[Stored data entries]
BEGIN
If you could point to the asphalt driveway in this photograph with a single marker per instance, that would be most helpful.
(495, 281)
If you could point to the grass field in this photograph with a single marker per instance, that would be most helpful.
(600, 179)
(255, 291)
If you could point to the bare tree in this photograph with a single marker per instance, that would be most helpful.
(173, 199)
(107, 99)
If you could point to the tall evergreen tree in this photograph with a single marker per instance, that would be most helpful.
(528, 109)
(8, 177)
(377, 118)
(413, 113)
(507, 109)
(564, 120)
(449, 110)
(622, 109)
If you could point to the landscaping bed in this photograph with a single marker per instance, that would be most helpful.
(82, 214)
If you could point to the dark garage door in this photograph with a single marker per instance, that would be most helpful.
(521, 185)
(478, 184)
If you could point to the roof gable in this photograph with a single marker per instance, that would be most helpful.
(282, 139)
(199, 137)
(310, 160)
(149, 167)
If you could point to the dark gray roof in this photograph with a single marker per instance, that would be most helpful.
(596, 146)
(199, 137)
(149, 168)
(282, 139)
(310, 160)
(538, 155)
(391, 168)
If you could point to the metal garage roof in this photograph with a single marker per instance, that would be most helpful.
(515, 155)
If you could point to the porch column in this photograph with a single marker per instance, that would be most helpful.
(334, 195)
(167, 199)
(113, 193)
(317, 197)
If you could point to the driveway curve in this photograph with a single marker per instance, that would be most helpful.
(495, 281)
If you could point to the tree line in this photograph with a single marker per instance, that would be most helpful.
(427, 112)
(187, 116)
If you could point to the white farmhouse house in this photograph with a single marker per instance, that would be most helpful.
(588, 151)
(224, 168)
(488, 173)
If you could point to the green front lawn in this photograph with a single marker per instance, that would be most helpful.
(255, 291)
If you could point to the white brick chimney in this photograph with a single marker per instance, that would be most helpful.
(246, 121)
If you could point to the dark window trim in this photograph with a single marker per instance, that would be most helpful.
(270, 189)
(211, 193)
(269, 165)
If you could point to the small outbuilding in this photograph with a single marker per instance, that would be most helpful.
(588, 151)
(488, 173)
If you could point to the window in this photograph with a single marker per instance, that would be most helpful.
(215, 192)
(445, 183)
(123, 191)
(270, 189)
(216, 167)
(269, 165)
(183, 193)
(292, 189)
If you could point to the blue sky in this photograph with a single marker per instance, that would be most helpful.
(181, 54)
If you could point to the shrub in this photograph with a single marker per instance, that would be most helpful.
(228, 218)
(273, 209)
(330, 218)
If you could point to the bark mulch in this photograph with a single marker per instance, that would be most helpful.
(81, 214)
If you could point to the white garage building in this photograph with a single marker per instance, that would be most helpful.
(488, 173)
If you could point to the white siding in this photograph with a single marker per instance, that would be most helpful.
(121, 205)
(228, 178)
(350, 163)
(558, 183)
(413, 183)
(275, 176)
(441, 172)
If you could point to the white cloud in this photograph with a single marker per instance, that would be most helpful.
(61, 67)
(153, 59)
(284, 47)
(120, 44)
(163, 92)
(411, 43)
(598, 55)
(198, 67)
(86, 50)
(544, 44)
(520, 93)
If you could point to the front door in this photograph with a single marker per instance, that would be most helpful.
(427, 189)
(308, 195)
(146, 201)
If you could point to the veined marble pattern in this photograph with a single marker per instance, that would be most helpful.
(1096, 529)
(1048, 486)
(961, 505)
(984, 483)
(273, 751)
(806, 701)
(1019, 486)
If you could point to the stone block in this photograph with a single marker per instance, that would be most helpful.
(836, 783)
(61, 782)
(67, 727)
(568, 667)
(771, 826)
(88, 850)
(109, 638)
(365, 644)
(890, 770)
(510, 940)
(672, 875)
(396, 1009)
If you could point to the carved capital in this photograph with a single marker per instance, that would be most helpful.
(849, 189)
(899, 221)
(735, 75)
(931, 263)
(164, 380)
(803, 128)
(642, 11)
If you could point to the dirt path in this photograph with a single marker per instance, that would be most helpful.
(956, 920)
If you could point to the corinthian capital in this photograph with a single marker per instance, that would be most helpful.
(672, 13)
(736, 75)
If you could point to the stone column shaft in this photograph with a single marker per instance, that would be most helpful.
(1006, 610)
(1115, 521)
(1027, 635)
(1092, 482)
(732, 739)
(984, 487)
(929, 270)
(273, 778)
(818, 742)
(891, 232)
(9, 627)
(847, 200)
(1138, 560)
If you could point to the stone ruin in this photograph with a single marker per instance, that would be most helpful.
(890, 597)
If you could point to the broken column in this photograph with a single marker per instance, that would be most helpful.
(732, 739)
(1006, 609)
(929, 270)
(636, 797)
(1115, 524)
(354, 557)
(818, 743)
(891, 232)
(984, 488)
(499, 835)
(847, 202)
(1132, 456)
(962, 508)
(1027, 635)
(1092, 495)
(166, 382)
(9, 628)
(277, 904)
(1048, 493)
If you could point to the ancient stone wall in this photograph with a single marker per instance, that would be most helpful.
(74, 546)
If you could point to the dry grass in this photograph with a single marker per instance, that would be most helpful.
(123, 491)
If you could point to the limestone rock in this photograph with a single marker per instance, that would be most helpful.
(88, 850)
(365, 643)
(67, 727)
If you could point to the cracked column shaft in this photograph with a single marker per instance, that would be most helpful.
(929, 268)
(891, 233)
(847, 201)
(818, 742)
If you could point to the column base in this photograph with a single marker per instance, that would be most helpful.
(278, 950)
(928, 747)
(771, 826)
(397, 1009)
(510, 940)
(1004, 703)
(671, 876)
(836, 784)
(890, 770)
END
▸ EXERCISE AIM
Copy the records. Each line should match exactly.

▸ REPLY
If you could point to the asphalt driveway in this photograph with a single marker per instance, that would be most helpful.
(495, 281)
If you could point to the grass field in this photograph with a single marker per instance, that would be most helpful.
(600, 179)
(255, 291)
If you could point to the bare tree in this photograph with a single marker per instance, that would be most helpful.
(173, 199)
(107, 99)
If you could point to the tall evergreen tree in this photograph with a single marker per instance, that would be most helpful.
(528, 109)
(8, 177)
(377, 118)
(413, 113)
(507, 109)
(564, 120)
(449, 110)
(622, 109)
If you could point to the landscaping bed in this photograph with a single marker per instance, that would be most helpful.
(82, 214)
If you could point to the dark garage door in this photograph with a single marker per instance, that would be most helpful.
(521, 185)
(478, 184)
If you could point to the roof gable in this photograph with a single marker per instance, that would be most helpful.
(282, 139)
(199, 137)
(310, 160)
(149, 167)
If you could point to the dark gray roof in this photograph with a single marker per instance, that would be most helpful.
(596, 146)
(199, 137)
(149, 168)
(282, 139)
(310, 160)
(538, 155)
(391, 168)
If you could point to the metal garage roof in this photograph with a single marker per instance, that would be most helpful.
(515, 155)
If you could point to the porch column in this photograph with a single marker per instance, that would be most helpful.
(334, 195)
(167, 199)
(113, 193)
(317, 197)
If you could point to the driveway curve in this photograph with a single marker per instance, that would be most helpful.
(495, 281)
If you could point to the tree line in this photograph with a single marker per instance, that would be most helpful.
(427, 112)
(187, 116)
If you could point to the white farmhouse house in this photograph with a single marker per instance, that would be most helpful.
(588, 151)
(224, 168)
(488, 173)
If you could point to the green front lawn in this photograph with a single marker per instance, that would be most helpful.
(255, 291)
If you could point to the white brick chimney in this photograph with a single marker per instance, that would be most helpful.
(246, 121)
If you could point to the dark window trim in this photograph with a single marker per instance, that would be most helpful.
(270, 189)
(211, 193)
(269, 165)
If you could point to the small outbuilding in this photograph with a single marker per instance, that would be most helpful.
(588, 151)
(488, 173)
If you could point to the window in this photograph with a single marker per instance, that would be most helpful.
(215, 192)
(445, 183)
(123, 191)
(270, 189)
(216, 167)
(269, 165)
(183, 193)
(292, 189)
If you could point to the blue sky in this photograph with a single marker per instance, that would be most helpful.
(181, 54)
If you could point to the shrub in this photograph with a single marker per instance, that would be most helpful.
(228, 218)
(273, 209)
(330, 218)
If you could point to the bark mulch in this photograph with a single marker per instance, that would be most helpful.
(81, 214)
If you could point to the white garage building in this photograph with a single marker per instance, that would be most helpful.
(488, 173)
If you could point to the white siding in this photograph with a single marker per instance, that would be most helpful.
(121, 205)
(228, 178)
(350, 163)
(558, 183)
(413, 183)
(275, 176)
(441, 172)
If you could point to the white cloud in this photograph with a single marker per instance, that would be most helpful.
(61, 67)
(153, 59)
(284, 47)
(120, 44)
(163, 92)
(411, 43)
(598, 55)
(198, 67)
(86, 50)
(544, 44)
(520, 93)
If you could point to the front door in this photograph with a single marker per instance, that would be most helpful.
(427, 189)
(308, 195)
(146, 201)
If you could point to the veined marble pattern in this photograph with a single marker per instance, that would be most helpful.
(1096, 529)
(1048, 486)
(961, 505)
(984, 483)
(273, 751)
(806, 701)
(1019, 486)
If you could point to the stone block in this photograph with a single marker per instance, that would be most helpful.
(836, 783)
(61, 782)
(67, 727)
(568, 667)
(771, 826)
(88, 850)
(109, 638)
(365, 644)
(890, 770)
(510, 940)
(672, 875)
(396, 1009)
If you could point to the carved capital in this photograph with a single marker per instance, that would be most helpful.
(849, 189)
(899, 221)
(735, 75)
(931, 263)
(164, 380)
(803, 128)
(642, 11)
If you could point to the dirt path in this photograph with a single marker per instance, that would be most helpful.
(956, 920)
If you could point to the corinthian capital in this photograph with a single marker per instance, that would be most helpful.
(672, 13)
(736, 75)
If you could point to the stone column shaft in this photograph with a single marker per instance, that would be most helpful.
(1006, 610)
(1115, 521)
(1027, 635)
(1092, 482)
(732, 739)
(984, 487)
(929, 270)
(273, 778)
(818, 742)
(891, 232)
(9, 627)
(847, 200)
(1138, 560)
If you could point to the stone ruin in this photograph with a single marker per instance, that would be most helpful.
(890, 597)
If you could point to the broken column in this photograph with a single marker per instance, that would be most helpful.
(732, 739)
(1006, 609)
(929, 270)
(636, 797)
(1115, 524)
(354, 557)
(818, 743)
(891, 232)
(984, 488)
(499, 835)
(847, 202)
(1132, 456)
(962, 508)
(1027, 635)
(1092, 495)
(166, 382)
(9, 628)
(277, 904)
(1048, 493)
If you could point to the ancient stone wall in this photograph with a single marker per instance, that would be most helpful.
(74, 546)
If you could point to the dry grass in this photograph with a single marker per instance, that would be most helpful.
(123, 491)
If you could point to the limestone rock in this photograph with a single marker per instance, that would be most helpful.
(88, 850)
(365, 643)
(67, 727)
If you could point to the cracked column shaft in this photograph with a single marker per instance, that would be most helpful.
(929, 268)
(891, 233)
(847, 201)
(818, 742)
If you could point to the column base in this photograph with a single marker per instance, that would be most helpful.
(278, 950)
(928, 747)
(771, 826)
(397, 1009)
(510, 940)
(1004, 703)
(671, 876)
(836, 784)
(890, 770)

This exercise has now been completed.